Excerpts of pointing data
■ ■ ■ ■ ■ ■ ■
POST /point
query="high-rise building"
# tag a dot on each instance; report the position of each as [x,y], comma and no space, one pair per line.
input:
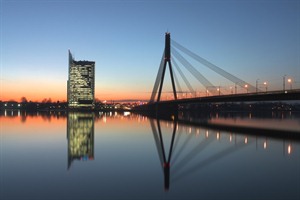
[80,135]
[81,83]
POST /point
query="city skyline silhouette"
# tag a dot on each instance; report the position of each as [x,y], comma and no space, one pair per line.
[256,41]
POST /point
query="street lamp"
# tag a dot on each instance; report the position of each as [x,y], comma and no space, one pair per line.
[256,84]
[266,85]
[290,82]
[283,82]
[246,86]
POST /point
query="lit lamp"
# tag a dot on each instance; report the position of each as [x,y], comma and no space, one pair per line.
[246,86]
[290,82]
[266,85]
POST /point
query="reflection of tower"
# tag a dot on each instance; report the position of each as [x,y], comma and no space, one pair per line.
[81,83]
[80,135]
[165,161]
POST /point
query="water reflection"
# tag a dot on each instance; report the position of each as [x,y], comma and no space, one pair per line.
[165,161]
[80,135]
[182,156]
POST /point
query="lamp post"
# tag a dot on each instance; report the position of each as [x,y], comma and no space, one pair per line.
[256,84]
[290,82]
[246,86]
[283,82]
[266,85]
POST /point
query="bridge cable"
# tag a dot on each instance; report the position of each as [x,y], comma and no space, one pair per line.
[183,76]
[206,83]
[177,82]
[213,67]
[158,78]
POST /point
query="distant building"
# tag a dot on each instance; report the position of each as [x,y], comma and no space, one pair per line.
[81,83]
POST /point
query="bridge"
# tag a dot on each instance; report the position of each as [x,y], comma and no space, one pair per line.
[213,93]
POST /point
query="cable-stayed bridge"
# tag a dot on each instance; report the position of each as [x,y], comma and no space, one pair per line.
[213,93]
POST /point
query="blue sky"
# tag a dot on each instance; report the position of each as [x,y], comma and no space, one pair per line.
[250,39]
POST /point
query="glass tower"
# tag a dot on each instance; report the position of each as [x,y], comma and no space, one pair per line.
[81,83]
[80,135]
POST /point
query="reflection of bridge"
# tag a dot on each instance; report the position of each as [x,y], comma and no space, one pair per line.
[177,155]
[213,93]
[80,134]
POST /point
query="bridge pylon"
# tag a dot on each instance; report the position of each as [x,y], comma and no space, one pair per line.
[166,59]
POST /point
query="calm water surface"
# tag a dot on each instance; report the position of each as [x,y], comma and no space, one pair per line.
[129,156]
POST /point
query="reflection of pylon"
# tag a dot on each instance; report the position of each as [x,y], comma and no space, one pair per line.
[162,69]
[161,150]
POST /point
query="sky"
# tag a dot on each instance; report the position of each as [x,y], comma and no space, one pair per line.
[255,40]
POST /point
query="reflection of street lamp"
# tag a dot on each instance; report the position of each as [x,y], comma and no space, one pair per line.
[290,82]
[265,83]
[283,82]
[246,86]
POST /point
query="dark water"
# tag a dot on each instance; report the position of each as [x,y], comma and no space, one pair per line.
[129,156]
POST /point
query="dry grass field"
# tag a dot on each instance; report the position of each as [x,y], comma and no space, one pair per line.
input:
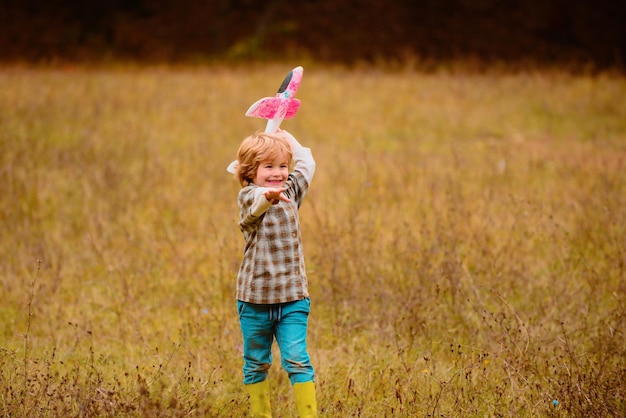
[465,237]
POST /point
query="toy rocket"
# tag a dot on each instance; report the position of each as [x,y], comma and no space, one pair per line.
[275,109]
[282,106]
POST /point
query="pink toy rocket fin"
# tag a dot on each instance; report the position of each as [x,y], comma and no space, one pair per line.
[283,105]
[275,109]
[267,108]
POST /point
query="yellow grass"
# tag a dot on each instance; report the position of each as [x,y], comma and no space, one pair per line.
[465,237]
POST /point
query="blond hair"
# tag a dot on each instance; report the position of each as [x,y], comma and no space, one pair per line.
[256,149]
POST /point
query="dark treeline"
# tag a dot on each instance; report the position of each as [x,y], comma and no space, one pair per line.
[570,31]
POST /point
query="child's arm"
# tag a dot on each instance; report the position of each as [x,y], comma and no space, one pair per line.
[302,156]
[264,197]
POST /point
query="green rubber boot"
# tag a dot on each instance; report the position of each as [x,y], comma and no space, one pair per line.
[306,404]
[260,399]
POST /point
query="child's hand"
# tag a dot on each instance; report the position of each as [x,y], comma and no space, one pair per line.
[276,195]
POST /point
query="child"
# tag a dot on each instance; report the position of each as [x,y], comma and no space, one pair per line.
[272,295]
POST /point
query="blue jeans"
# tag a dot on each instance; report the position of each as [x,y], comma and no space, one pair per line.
[287,322]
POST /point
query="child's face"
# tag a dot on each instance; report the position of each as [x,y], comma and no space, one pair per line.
[272,173]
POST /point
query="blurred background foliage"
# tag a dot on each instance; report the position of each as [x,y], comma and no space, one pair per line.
[575,32]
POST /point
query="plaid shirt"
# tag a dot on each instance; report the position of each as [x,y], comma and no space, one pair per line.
[272,270]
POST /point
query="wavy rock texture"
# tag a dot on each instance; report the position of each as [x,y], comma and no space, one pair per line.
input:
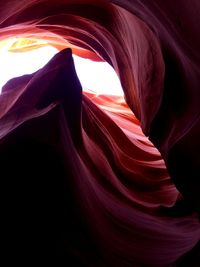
[81,184]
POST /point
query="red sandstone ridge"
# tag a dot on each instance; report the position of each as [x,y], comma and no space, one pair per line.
[81,183]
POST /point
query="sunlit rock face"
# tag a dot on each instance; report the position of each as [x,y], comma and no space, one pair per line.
[81,184]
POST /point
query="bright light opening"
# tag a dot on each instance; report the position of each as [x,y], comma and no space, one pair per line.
[98,77]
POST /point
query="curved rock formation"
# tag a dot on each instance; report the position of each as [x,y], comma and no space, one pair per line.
[81,182]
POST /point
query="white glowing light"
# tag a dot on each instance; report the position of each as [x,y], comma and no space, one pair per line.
[96,76]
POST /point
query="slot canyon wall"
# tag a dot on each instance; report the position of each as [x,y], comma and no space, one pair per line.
[93,180]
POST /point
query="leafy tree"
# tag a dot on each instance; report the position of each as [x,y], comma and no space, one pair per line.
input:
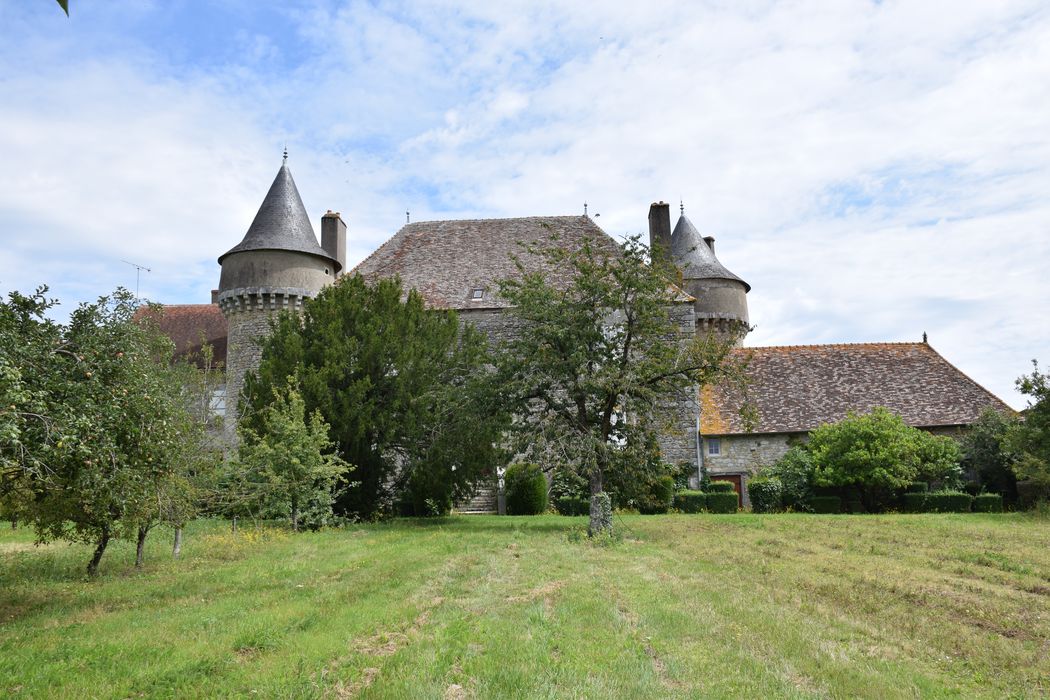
[92,419]
[795,471]
[877,453]
[402,388]
[985,453]
[596,358]
[289,462]
[1030,438]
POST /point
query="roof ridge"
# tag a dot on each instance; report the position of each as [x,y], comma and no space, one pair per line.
[499,218]
[843,344]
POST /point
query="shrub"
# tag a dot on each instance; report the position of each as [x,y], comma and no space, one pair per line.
[659,496]
[721,502]
[988,503]
[690,502]
[914,503]
[526,489]
[795,472]
[1030,493]
[948,502]
[765,494]
[824,504]
[570,505]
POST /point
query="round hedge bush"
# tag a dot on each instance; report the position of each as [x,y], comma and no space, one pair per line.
[526,489]
[767,493]
[722,502]
[690,502]
[571,505]
[659,496]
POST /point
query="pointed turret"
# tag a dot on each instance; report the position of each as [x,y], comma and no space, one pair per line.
[721,297]
[281,223]
[276,267]
[695,255]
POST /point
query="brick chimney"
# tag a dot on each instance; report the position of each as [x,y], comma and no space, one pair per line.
[659,230]
[334,238]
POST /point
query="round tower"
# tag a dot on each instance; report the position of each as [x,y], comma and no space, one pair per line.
[721,297]
[275,267]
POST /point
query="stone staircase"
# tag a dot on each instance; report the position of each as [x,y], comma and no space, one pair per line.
[483,502]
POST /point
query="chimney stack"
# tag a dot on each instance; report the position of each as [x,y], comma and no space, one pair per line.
[334,238]
[659,230]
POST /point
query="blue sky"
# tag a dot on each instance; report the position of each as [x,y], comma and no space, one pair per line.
[874,170]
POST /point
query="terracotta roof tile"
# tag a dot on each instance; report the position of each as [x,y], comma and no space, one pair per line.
[186,323]
[798,387]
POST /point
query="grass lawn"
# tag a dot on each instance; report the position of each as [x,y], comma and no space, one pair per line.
[687,606]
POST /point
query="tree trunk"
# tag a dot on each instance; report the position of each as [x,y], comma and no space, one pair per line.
[92,566]
[601,513]
[140,550]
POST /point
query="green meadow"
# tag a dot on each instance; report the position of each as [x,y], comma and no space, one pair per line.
[485,607]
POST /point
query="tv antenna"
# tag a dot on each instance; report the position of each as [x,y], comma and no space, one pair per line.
[138,272]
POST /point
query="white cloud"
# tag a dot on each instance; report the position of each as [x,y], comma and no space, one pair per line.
[875,170]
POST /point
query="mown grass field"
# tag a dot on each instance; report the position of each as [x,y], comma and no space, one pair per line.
[687,606]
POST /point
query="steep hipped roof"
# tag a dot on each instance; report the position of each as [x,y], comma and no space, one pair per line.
[694,256]
[799,387]
[187,324]
[281,223]
[446,261]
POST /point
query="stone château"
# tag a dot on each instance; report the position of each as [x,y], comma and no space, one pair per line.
[456,264]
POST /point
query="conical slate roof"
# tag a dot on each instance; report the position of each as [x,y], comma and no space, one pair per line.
[694,256]
[281,223]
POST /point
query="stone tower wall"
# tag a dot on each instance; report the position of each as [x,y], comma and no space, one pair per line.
[248,317]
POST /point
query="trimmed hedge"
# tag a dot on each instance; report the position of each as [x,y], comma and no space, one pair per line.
[914,503]
[690,502]
[526,489]
[767,493]
[659,497]
[572,506]
[824,504]
[722,502]
[988,503]
[948,502]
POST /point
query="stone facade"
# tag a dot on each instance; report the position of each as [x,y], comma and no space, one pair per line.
[248,318]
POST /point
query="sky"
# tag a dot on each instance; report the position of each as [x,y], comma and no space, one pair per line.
[874,170]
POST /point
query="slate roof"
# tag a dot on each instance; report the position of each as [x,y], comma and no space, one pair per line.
[186,323]
[694,256]
[281,223]
[446,261]
[796,388]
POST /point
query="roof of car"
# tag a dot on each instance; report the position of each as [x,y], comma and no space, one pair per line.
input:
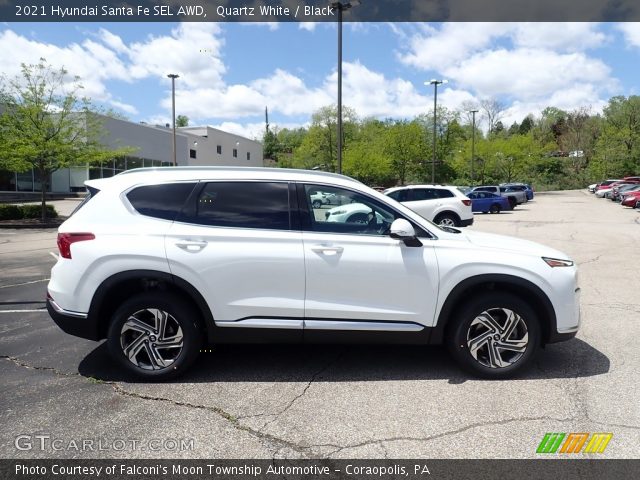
[393,189]
[165,174]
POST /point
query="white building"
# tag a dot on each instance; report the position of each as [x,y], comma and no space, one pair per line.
[197,146]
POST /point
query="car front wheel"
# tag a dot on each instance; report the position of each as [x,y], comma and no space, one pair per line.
[494,336]
[155,335]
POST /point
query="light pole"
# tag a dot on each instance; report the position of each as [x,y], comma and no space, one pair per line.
[340,7]
[173,77]
[435,84]
[473,141]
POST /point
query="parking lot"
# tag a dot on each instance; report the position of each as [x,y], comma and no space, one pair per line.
[334,401]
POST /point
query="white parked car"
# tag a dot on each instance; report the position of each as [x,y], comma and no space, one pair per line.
[446,206]
[162,261]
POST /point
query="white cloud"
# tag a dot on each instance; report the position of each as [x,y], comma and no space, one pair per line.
[193,51]
[90,61]
[631,33]
[558,36]
[530,65]
[526,73]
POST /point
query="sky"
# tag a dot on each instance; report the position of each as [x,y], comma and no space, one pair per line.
[229,72]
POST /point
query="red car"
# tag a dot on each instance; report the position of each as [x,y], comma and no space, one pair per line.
[631,199]
[606,184]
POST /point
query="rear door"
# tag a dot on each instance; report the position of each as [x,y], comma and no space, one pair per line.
[235,243]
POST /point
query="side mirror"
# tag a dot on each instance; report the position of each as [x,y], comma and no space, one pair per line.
[403,230]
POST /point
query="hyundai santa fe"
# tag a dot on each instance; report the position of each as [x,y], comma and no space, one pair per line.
[161,262]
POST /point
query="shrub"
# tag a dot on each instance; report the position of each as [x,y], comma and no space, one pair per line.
[18,212]
[10,212]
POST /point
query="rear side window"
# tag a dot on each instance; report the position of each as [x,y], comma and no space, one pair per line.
[423,194]
[160,201]
[243,205]
[444,193]
[399,195]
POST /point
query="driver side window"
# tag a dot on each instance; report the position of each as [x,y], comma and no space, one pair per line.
[337,210]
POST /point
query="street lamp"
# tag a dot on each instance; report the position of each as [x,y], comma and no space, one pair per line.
[435,84]
[340,7]
[473,141]
[173,77]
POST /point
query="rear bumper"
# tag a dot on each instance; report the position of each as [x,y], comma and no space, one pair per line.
[73,323]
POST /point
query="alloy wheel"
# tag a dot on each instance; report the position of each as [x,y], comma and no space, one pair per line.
[151,339]
[497,338]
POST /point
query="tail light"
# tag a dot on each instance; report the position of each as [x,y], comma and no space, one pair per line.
[66,239]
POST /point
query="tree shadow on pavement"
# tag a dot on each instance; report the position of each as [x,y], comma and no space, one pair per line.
[348,363]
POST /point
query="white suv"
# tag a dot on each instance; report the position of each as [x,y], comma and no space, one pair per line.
[445,206]
[161,261]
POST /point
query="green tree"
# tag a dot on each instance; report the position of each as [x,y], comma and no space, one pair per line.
[404,144]
[366,158]
[46,127]
[182,121]
[319,146]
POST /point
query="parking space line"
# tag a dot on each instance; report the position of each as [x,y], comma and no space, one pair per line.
[25,283]
[24,311]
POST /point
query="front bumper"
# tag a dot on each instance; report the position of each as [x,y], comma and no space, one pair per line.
[73,323]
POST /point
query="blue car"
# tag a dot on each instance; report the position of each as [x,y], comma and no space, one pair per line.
[488,202]
[528,189]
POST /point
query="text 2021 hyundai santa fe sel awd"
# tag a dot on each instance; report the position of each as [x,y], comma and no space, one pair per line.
[160,262]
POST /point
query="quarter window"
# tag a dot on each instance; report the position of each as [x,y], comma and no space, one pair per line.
[160,201]
[243,205]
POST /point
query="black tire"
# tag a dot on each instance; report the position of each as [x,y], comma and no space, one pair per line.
[145,332]
[469,322]
[447,220]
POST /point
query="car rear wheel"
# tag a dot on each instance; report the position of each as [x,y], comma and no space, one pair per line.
[447,220]
[155,335]
[494,336]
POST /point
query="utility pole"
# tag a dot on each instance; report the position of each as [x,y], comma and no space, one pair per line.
[473,142]
[173,77]
[435,84]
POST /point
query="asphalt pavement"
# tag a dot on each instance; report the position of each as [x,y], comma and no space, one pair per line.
[61,395]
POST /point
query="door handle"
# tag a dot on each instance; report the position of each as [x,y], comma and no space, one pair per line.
[327,250]
[191,246]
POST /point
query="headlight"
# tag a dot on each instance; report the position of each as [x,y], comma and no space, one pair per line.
[557,262]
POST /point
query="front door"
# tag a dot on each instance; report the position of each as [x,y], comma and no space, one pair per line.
[357,276]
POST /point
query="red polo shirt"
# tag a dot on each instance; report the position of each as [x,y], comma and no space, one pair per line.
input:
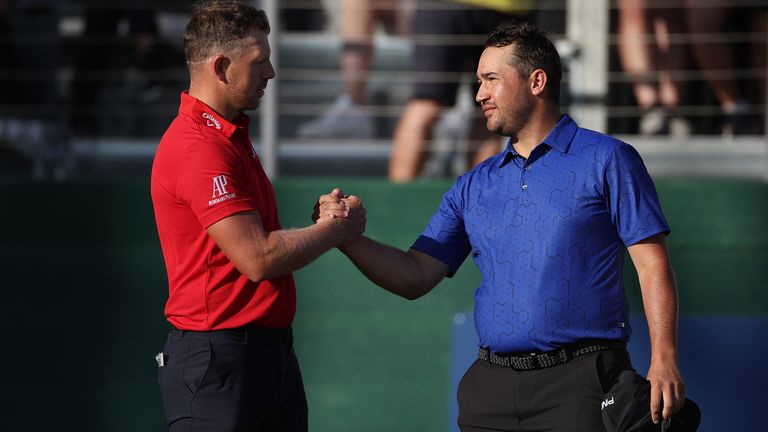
[205,169]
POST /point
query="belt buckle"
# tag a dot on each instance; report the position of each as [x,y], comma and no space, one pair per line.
[566,355]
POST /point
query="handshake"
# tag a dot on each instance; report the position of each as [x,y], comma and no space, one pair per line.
[346,212]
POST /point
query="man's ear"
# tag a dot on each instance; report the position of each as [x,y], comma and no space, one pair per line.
[538,81]
[220,65]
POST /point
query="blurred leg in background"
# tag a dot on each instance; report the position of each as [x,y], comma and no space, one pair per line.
[719,60]
[654,62]
[349,116]
[448,42]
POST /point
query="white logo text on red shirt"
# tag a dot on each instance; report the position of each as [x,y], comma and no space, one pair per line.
[211,120]
[220,192]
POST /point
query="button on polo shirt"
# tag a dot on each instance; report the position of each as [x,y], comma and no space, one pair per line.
[548,234]
[205,170]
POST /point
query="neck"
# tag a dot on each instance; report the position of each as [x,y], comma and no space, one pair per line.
[207,94]
[540,125]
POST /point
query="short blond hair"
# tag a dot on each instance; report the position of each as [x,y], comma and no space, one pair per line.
[220,26]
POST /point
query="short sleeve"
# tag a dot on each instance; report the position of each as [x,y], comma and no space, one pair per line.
[212,182]
[445,237]
[631,195]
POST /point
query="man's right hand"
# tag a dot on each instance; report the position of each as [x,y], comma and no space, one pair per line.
[346,211]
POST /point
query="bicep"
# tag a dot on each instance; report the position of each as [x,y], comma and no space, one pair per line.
[650,254]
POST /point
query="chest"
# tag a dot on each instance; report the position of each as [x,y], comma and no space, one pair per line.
[534,200]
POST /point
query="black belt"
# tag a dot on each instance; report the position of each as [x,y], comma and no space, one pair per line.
[533,361]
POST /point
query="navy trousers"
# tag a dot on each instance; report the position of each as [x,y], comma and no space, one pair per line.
[563,398]
[245,379]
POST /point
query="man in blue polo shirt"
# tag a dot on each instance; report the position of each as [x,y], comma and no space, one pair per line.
[547,222]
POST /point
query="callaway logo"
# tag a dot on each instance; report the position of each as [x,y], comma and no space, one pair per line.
[606,403]
[211,120]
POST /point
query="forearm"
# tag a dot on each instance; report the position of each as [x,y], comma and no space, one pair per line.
[661,309]
[285,251]
[393,269]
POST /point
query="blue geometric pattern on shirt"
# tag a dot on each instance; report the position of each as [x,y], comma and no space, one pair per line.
[548,235]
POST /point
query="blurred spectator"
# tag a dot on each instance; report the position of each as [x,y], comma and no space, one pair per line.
[349,117]
[443,50]
[306,16]
[718,59]
[651,59]
[122,64]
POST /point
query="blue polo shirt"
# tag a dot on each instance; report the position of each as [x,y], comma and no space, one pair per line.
[548,234]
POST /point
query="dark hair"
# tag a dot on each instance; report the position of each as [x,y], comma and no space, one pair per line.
[533,50]
[220,26]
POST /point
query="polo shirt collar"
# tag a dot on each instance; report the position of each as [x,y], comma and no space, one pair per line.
[206,116]
[559,139]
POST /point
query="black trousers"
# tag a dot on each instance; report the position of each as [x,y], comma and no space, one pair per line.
[232,380]
[563,398]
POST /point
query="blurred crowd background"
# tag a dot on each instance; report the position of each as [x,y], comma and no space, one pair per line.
[88,87]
■ ■ ■ ■ ■ ■ ■
Show every line in the entries above that contains the string "blond", matching case exactly.

query="blond hair"
query="short blond hair"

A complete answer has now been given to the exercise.